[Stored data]
- - -

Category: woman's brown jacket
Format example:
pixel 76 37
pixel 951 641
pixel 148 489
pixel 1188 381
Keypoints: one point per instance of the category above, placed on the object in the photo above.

- - -

*EXERCISE OBJECTIVE*: Arrange every line of the material above into a JSON list of strings, with one string per line and any blank lines omitted.

*RESULT FOR THIS EXERCISE*:
[
  "Category: woman's brown jacket",
  "Format example:",
  "pixel 76 37",
  "pixel 951 641",
  "pixel 148 489",
  "pixel 1188 381",
  "Keypoints: one point per instance of the category above, placed on the object in the photo above."
]